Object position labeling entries
— Start —

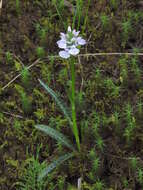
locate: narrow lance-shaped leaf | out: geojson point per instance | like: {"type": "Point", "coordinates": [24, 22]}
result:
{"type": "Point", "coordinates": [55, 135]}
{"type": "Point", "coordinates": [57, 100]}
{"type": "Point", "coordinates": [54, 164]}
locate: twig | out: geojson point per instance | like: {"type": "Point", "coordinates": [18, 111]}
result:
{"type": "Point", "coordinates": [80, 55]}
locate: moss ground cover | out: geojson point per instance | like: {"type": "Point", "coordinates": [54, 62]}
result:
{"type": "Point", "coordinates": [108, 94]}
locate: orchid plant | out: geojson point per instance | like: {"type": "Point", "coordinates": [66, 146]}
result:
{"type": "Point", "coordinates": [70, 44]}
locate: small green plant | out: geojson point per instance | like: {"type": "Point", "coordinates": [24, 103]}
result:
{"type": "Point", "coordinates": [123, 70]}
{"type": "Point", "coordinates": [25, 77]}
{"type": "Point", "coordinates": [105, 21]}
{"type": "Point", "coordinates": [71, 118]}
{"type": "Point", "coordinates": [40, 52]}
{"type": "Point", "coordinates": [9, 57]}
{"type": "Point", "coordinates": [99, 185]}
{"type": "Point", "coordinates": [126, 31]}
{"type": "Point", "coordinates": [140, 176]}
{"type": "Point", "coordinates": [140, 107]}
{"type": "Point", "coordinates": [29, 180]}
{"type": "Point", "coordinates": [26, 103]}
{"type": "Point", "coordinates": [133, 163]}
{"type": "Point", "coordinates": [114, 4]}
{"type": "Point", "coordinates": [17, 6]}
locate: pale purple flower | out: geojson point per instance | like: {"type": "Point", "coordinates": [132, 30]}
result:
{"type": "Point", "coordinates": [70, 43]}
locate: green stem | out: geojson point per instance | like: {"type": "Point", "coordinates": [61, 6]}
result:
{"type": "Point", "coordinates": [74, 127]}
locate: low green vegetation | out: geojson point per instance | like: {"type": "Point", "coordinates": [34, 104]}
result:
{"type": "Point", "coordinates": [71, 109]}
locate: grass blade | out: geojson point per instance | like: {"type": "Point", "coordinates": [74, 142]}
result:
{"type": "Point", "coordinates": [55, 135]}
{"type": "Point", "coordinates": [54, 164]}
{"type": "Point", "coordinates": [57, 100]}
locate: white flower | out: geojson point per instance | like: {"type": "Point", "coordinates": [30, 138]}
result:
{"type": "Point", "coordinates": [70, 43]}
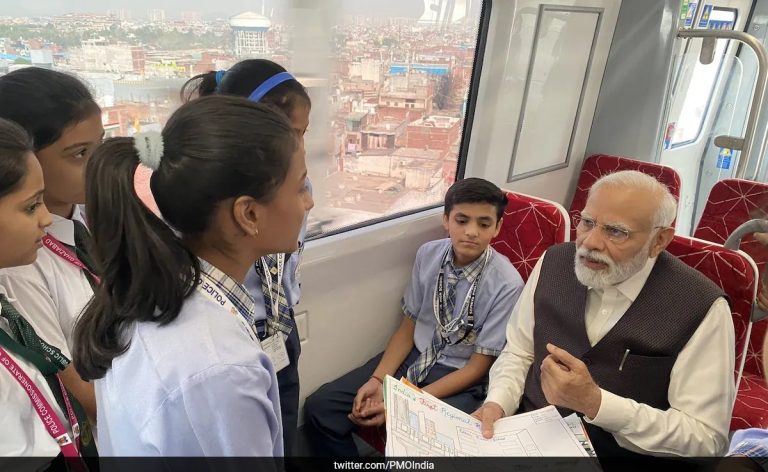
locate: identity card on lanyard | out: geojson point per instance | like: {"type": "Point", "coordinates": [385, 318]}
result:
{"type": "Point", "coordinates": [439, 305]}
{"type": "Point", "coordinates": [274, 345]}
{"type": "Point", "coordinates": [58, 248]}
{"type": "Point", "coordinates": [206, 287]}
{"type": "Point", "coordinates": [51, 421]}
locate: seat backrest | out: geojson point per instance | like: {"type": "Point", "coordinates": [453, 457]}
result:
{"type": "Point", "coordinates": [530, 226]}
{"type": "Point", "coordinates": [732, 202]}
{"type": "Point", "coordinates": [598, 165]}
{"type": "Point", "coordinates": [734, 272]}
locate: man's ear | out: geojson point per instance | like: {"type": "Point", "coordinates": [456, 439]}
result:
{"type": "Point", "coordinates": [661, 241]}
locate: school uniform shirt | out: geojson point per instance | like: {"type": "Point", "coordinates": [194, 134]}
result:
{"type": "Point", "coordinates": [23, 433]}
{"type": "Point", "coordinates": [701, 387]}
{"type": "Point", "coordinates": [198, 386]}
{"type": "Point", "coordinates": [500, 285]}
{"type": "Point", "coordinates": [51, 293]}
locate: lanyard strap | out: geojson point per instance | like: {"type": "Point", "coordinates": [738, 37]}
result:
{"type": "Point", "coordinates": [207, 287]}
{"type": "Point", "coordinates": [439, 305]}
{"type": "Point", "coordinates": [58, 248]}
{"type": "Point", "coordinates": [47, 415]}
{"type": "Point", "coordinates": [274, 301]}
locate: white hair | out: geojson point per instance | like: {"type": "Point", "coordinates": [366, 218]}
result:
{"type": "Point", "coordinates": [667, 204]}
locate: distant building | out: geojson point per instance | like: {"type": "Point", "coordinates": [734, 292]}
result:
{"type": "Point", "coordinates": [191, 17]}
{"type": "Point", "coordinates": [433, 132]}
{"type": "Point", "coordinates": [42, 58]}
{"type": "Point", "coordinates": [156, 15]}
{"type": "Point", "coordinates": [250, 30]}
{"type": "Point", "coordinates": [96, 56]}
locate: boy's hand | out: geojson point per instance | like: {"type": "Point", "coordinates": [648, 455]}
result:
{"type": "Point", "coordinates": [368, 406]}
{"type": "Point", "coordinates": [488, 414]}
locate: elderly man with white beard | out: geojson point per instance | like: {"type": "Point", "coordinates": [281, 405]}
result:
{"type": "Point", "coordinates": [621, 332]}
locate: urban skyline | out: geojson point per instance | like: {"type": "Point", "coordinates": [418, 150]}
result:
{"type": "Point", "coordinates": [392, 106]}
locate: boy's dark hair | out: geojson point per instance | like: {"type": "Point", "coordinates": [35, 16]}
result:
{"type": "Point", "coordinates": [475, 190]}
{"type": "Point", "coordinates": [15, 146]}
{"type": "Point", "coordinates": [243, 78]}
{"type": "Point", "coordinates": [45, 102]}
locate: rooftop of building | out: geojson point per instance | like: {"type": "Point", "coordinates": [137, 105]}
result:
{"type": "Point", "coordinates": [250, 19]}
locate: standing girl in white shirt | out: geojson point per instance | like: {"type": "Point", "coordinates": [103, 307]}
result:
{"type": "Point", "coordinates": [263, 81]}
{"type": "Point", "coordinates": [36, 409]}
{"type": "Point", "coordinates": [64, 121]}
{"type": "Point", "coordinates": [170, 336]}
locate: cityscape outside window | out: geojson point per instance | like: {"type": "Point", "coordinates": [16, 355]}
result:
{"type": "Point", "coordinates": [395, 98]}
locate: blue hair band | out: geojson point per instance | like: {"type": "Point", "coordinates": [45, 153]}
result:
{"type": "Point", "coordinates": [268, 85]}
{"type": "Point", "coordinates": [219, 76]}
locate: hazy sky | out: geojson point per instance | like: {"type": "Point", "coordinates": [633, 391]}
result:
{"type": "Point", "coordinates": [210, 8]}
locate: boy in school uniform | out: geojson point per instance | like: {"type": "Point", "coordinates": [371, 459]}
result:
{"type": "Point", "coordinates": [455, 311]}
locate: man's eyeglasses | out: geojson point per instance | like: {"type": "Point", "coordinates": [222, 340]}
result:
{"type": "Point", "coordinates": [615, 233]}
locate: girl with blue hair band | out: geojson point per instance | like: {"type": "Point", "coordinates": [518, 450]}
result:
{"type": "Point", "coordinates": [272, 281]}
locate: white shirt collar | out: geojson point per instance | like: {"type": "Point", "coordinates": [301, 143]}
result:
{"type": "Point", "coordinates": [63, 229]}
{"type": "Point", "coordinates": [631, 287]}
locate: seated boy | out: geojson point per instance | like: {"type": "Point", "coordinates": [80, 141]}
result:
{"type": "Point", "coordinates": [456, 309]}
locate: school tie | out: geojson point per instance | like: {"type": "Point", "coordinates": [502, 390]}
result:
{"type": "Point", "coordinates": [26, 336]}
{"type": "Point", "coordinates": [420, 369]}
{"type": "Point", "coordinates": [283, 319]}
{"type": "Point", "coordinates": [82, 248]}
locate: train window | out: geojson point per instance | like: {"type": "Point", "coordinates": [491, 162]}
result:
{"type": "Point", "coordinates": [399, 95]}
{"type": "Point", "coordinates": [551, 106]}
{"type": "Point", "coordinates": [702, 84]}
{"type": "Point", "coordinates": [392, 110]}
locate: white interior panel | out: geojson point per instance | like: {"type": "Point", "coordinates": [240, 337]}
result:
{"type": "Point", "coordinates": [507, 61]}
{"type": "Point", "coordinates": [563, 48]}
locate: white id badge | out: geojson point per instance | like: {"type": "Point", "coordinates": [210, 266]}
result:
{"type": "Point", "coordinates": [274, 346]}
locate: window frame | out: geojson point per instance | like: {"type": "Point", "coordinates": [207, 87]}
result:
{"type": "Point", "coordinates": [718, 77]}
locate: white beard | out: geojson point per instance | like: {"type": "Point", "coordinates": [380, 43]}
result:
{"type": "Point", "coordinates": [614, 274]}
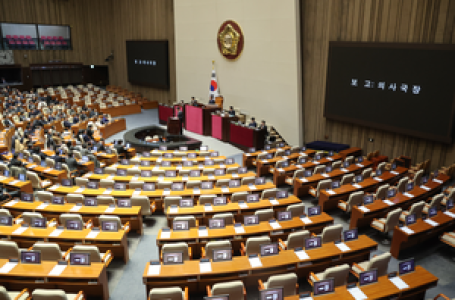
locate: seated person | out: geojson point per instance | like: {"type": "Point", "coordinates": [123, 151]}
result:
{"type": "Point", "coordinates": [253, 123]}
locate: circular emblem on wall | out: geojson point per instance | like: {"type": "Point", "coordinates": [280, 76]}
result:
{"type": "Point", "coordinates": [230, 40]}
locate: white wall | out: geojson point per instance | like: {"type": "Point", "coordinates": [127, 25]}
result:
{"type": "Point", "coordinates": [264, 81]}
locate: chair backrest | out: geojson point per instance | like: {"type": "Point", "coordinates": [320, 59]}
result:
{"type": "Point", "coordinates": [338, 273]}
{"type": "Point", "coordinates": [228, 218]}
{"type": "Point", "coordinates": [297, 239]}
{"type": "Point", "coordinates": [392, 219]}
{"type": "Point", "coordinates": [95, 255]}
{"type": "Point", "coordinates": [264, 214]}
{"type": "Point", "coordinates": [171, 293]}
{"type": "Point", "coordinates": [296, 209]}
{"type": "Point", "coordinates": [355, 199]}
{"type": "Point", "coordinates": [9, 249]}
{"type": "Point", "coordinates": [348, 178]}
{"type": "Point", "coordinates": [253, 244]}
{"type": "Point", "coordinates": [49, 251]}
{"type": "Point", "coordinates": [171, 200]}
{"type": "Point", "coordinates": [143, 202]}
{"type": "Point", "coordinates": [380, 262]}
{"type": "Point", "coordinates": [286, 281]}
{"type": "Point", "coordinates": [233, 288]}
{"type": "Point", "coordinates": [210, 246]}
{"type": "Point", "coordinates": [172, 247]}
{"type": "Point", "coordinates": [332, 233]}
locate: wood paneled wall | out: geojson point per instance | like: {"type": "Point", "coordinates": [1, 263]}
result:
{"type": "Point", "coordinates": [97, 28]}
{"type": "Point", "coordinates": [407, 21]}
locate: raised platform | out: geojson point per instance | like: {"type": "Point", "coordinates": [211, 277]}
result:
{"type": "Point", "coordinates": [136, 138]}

— End —
— Start —

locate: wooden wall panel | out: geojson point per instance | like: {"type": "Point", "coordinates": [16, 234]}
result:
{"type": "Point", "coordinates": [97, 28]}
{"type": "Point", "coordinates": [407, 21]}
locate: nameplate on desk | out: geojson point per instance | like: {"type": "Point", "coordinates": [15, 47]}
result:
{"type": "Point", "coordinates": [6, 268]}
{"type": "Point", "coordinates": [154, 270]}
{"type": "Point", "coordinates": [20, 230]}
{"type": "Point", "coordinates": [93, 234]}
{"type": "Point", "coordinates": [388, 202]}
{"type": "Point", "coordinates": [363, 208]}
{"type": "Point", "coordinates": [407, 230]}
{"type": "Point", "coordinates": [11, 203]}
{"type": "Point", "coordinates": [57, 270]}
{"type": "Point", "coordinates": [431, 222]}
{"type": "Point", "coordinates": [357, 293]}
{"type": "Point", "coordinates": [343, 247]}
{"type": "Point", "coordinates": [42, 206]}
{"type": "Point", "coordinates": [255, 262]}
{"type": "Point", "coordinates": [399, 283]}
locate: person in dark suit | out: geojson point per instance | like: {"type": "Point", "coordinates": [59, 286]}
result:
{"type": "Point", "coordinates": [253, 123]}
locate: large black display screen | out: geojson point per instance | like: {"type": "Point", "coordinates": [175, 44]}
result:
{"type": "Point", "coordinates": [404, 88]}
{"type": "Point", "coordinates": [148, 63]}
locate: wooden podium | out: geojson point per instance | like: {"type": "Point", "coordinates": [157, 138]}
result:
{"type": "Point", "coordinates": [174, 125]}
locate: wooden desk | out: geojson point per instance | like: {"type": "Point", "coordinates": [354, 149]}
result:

— End —
— Start —

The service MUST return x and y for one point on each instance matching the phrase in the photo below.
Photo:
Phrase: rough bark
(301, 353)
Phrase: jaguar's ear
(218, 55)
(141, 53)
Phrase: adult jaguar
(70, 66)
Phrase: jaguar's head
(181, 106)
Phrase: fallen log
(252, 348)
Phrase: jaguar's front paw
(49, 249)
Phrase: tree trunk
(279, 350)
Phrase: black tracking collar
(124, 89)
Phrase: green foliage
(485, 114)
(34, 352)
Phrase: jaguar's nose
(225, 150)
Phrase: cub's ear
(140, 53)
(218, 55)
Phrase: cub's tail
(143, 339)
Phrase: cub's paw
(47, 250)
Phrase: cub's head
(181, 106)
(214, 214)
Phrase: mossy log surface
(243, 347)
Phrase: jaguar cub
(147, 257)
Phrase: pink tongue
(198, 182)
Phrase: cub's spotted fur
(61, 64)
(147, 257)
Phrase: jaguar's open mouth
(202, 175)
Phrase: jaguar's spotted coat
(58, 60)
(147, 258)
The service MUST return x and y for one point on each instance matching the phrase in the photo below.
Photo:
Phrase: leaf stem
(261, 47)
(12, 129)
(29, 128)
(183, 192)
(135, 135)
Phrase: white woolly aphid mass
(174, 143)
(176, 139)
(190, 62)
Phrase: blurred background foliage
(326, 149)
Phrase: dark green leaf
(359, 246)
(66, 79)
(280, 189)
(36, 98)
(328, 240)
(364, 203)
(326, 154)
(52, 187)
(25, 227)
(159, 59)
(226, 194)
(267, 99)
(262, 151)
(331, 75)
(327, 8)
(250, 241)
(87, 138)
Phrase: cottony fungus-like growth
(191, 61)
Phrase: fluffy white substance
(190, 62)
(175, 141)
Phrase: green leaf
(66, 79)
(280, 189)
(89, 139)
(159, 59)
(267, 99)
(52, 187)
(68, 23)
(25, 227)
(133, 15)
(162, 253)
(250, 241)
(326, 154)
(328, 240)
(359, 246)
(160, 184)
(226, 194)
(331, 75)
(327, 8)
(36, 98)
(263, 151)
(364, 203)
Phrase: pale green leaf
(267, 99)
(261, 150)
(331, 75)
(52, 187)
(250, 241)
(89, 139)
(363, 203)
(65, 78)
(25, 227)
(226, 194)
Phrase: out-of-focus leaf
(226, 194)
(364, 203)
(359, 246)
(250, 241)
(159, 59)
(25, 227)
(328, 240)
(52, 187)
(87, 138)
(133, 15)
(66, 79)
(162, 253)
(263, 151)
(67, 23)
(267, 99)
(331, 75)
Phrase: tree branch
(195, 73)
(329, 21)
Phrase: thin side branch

— End —

# What you should do
Please rewrite the lines of the records between the line containing "Phrase: green leaf" and the line containing "Phrase: thin side branch", inclusive, as a JSON list of strings with one string per line and blank lines omitted.

# Output
[
  "Phrase: green leaf",
  "(66, 79)",
  "(280, 189)",
  "(89, 139)",
  "(159, 59)",
  "(267, 99)",
  "(52, 187)",
  "(68, 23)",
  "(25, 227)",
  "(133, 15)",
  "(162, 253)",
  "(250, 241)",
  "(326, 154)",
  "(328, 240)",
  "(359, 246)",
  "(160, 184)",
  "(226, 194)",
  "(331, 75)",
  "(327, 8)",
  "(36, 98)",
  "(263, 151)",
  "(364, 203)",
  "Phrase: pale green leaf",
  "(267, 99)",
  "(261, 150)",
  "(331, 75)",
  "(52, 187)",
  "(250, 241)",
  "(89, 139)",
  "(363, 203)",
  "(65, 78)",
  "(25, 227)",
  "(226, 194)",
  "Phrase: out-of-focus leaf",
  "(226, 194)",
  "(364, 203)",
  "(359, 246)",
  "(250, 241)",
  "(159, 59)",
  "(25, 227)",
  "(328, 240)",
  "(52, 187)",
  "(87, 138)",
  "(133, 15)",
  "(66, 79)",
  "(162, 253)",
  "(263, 151)",
  "(67, 23)",
  "(267, 99)",
  "(331, 75)",
  "Phrase: tree branch",
  "(195, 73)",
  "(329, 21)",
  "Phrase: thin side branch"
]